(Stored records)
====

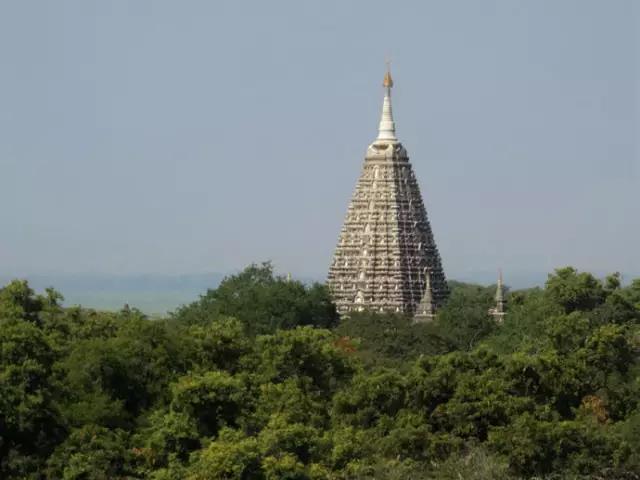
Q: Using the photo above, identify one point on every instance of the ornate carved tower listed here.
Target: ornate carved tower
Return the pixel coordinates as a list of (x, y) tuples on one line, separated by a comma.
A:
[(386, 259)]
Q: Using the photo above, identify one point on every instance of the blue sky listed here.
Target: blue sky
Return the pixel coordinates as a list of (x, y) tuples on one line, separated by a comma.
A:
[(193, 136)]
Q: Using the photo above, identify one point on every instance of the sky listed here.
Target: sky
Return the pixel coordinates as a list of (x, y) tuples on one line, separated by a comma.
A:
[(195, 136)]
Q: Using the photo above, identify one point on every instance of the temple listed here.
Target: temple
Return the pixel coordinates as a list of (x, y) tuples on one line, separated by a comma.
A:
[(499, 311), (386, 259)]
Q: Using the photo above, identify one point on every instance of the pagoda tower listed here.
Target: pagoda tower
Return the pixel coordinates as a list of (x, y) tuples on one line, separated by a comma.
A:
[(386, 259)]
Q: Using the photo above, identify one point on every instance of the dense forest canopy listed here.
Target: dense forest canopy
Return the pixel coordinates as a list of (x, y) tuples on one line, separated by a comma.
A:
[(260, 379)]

====

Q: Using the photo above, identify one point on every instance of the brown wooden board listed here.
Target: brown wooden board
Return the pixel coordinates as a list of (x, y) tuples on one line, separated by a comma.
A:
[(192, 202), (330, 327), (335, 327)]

====

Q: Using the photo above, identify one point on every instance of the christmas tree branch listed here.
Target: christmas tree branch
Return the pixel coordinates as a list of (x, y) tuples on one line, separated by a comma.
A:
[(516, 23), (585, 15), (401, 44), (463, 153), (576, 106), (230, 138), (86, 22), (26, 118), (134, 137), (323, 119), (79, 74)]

====

Directions for this task
Lines holding the word "wooden" in the entries above are the ones to pull out. Copy them all.

Solved exercise
Q: Using the photo above, identify one point on every instance of the brown wooden board listed here.
Target: brown wooden board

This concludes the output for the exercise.